Written problem
Render every line of the rows below as a JSON list of strings, one string per line, omitting blank lines and leaving out the pictures.

::::::::

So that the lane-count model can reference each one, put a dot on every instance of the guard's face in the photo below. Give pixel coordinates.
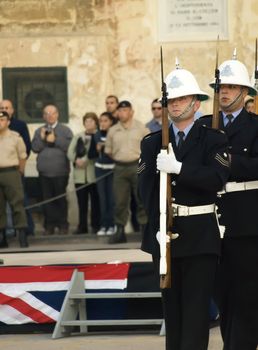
(4, 123)
(7, 106)
(125, 114)
(104, 123)
(231, 97)
(50, 115)
(181, 107)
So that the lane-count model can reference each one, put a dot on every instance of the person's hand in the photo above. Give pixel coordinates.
(168, 238)
(80, 163)
(43, 133)
(168, 163)
(51, 137)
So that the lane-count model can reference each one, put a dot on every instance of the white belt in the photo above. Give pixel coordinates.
(183, 210)
(104, 166)
(239, 186)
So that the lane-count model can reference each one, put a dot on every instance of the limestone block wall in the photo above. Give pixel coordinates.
(112, 47)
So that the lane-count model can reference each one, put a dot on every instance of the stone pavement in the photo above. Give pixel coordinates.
(94, 342)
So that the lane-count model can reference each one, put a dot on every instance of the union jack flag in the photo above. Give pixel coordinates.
(35, 294)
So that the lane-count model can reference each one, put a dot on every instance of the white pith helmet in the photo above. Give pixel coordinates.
(180, 82)
(234, 72)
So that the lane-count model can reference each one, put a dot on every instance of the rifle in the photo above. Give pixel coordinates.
(215, 117)
(166, 215)
(256, 79)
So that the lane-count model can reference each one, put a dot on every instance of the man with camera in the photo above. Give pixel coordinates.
(51, 142)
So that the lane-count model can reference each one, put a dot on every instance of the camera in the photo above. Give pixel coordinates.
(48, 130)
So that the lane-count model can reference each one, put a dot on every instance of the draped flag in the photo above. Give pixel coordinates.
(35, 294)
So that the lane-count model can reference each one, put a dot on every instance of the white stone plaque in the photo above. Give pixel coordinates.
(192, 20)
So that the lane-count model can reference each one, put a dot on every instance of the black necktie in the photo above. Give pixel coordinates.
(230, 120)
(181, 140)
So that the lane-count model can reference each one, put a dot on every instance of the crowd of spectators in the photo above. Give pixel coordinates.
(102, 159)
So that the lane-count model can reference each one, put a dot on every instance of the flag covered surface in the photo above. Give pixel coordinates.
(35, 294)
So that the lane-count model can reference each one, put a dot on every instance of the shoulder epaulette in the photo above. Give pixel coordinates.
(214, 130)
(151, 134)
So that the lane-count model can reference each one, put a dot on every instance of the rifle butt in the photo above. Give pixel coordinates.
(256, 104)
(215, 117)
(165, 280)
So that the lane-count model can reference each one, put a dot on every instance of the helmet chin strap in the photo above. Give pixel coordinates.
(235, 100)
(183, 115)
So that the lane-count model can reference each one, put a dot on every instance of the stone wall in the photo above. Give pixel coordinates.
(111, 47)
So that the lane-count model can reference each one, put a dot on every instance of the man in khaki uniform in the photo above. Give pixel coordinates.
(12, 164)
(123, 145)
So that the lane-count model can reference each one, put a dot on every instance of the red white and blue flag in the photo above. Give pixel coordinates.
(35, 294)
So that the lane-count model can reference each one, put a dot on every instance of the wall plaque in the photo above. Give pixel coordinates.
(192, 20)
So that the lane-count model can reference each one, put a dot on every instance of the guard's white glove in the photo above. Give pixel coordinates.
(168, 163)
(168, 239)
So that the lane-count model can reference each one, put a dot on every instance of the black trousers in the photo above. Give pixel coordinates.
(238, 297)
(55, 212)
(83, 196)
(186, 303)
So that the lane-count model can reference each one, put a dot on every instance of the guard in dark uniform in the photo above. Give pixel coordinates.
(199, 167)
(238, 205)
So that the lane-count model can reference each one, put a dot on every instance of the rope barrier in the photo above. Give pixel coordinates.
(65, 194)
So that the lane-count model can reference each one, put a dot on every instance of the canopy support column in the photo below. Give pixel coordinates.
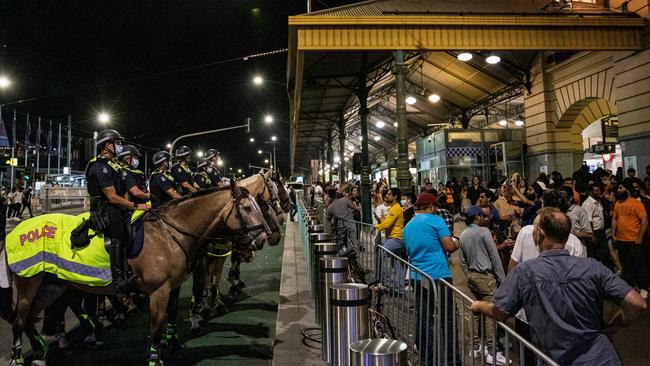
(404, 179)
(362, 94)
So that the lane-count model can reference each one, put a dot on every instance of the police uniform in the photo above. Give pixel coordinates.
(182, 173)
(202, 179)
(135, 178)
(215, 176)
(159, 183)
(104, 173)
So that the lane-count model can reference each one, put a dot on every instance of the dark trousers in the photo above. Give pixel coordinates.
(635, 268)
(523, 329)
(597, 249)
(425, 303)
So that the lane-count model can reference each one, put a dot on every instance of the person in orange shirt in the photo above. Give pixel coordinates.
(629, 223)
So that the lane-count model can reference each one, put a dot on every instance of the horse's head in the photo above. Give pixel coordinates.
(283, 194)
(271, 219)
(249, 221)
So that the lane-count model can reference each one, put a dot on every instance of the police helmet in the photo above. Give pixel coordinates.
(183, 152)
(107, 135)
(128, 150)
(202, 162)
(161, 156)
(211, 153)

::::::::

Reply
[
  "So that the lane-count model can reference each one, put a dot on every instance of the guard's face in the photo below. Give pixel coordinates.",
  "(4, 123)",
  "(7, 106)",
  "(125, 114)",
  "(104, 123)",
  "(231, 97)",
  "(50, 115)",
  "(181, 107)",
  "So that the lane-count model can reference each one, put a dot on every instance of the person's hand in the photo above. Give pixel coordinates.",
  "(168, 238)",
  "(80, 163)",
  "(43, 133)",
  "(168, 163)",
  "(51, 137)",
  "So that the lane-count model can reference each one, put a dot on every instance of the white belt in the photo above. Give pixel coordinates.",
  "(183, 210)",
  "(104, 166)",
  "(239, 186)",
  "So that the lane-count model can reference each one, put a dot on every instance of the limestone block wall in the photo above. Give pixel coordinates.",
  "(112, 47)",
  "So that the lane-count model can reference each one, put a dot on every instance of the stone pavement in the photo above. Give pixel coordinates.",
  "(94, 342)",
  "So that the lane-count model can reference each one, put a dot on every instance of the union jack flag in the photo above. Give pixel coordinates.",
  "(35, 294)",
  "So that the lane-count model can reference each one, put a dot on every instance of the white pith helmet in the photo above. Give pixel coordinates.",
  "(180, 82)",
  "(234, 72)",
  "So that the lane-count model can reference each one, put a dot on every instance of the rifle in the photo above. Give pixel coordinates.",
  "(215, 117)",
  "(166, 215)",
  "(256, 79)",
  "So that the lane-count model can reference each one, put a dot on every instance of the man with camera in the photo above. Give pixel coordinates.",
  "(51, 142)",
  "So that the lane-count model can reference each one, put a dot on every instance of the camera in the photo above. Give pixel coordinates.",
  "(48, 130)",
  "So that the lane-count model can reference each one, put a dot on every instance of the draped flag in the photo above. Give pixel coordinates.",
  "(35, 294)",
  "So that the lane-count model can reference each one, put a dot on every instance of the white stone plaque in the photo above. Give pixel coordinates.",
  "(192, 20)",
  "So that the lane-count model can reference each one, put a dot on every instance of the black necktie in the photo above. Give pixel coordinates.",
  "(230, 120)",
  "(181, 140)",
  "So that the lane-count model can reference each one, put a dot on every instance of the crowd of spectators in the photo above. Give pixel coordinates.",
  "(102, 159)",
  "So that the lane-count model can reference each one, put a dot on every instance of the flag covered surface in the photo above. Give pixel coordinates.",
  "(35, 294)",
  "So that the lane-count model can reference each one, put a dot on every instance of the shoulder epaulette in the photo above. Give pixel coordinates.",
  "(214, 130)",
  "(151, 134)",
  "So that the lane-count model can reference each one, put a dot on every instance of the rifle butt in the photo above. Give pixel coordinates.",
  "(256, 104)",
  "(215, 117)",
  "(165, 280)",
  "So that the lane-count model can reference each one, put a dot on every instance of the helmet chin strap in the photo above. Give pixel coordinates.",
  "(235, 100)",
  "(183, 115)",
  "So that the lane-count model can reference each one, put a dot on every instance of the stone wall in the photo above. Give pixel coordinates.",
  "(111, 47)",
  "So that the lane-count model can reference each one, put a dot on every instance of the man in khaki uniform in the photo above. Give pixel coordinates.",
  "(12, 164)",
  "(123, 145)",
  "So that the lane-count model can reference each one, put a dot on every instance of the red white and blue flag in the photo above. Give pixel coordinates.",
  "(35, 294)",
  "So that the lane-count model can reference each one, put a dot on every instance of the wall plaque in the photo above. Give pixel coordinates.",
  "(192, 20)",
  "So that the lane-count model can reference each one, put a dot on every instance of the guard's white glove in the photo above. Give pixel coordinates.",
  "(168, 163)",
  "(168, 239)",
  "So that the lane-count model can reference each one, put a dot on every instance of the black trousers in the photo above. Give pixel coordinates.",
  "(238, 297)",
  "(55, 212)",
  "(83, 196)",
  "(186, 303)",
  "So that the lane-count model can reference each one, put a dot on every instance of the guard in dark uniform in the photo above. Give pixel coordinates.",
  "(199, 167)",
  "(238, 205)",
  "So that the lane-count model can reference each one, put a dot on every instance of the rope barrier in the photo above. Give pixel coordinates.",
  "(65, 194)",
  "So that the lane-count model can reference each one, put a dot on every instance of the canopy support column in the photo below. Give pixel coordinates.",
  "(404, 179)",
  "(362, 94)",
  "So that the lane-count model can reference each one, put a dot on every instance of the police uniform in the photo above. Give pixel coordinates.",
  "(182, 173)",
  "(202, 179)",
  "(135, 178)",
  "(215, 176)",
  "(159, 183)",
  "(104, 173)",
  "So that the lane-count model can reference each one, put a dot on every instance of the dark trousers in the photo above. Give pixel coordinates.",
  "(635, 268)",
  "(523, 329)",
  "(597, 249)",
  "(425, 303)",
  "So that the lane-count model can reference each one, put a dot on every instance of the person in orange shirt in the photo above. Give pixel coordinates.",
  "(629, 223)",
  "So that the lane-count model can reference each one, put a dot on every instance of the horse's head in the photo above. Give pixel coordinates.",
  "(283, 194)",
  "(271, 219)",
  "(249, 221)",
  "So that the lane-count model can reference each one, put a dot on every instance of the police helmet in the photo above. Give pixel coordinates.",
  "(183, 152)",
  "(107, 135)",
  "(128, 150)",
  "(202, 162)",
  "(161, 156)",
  "(211, 153)"
]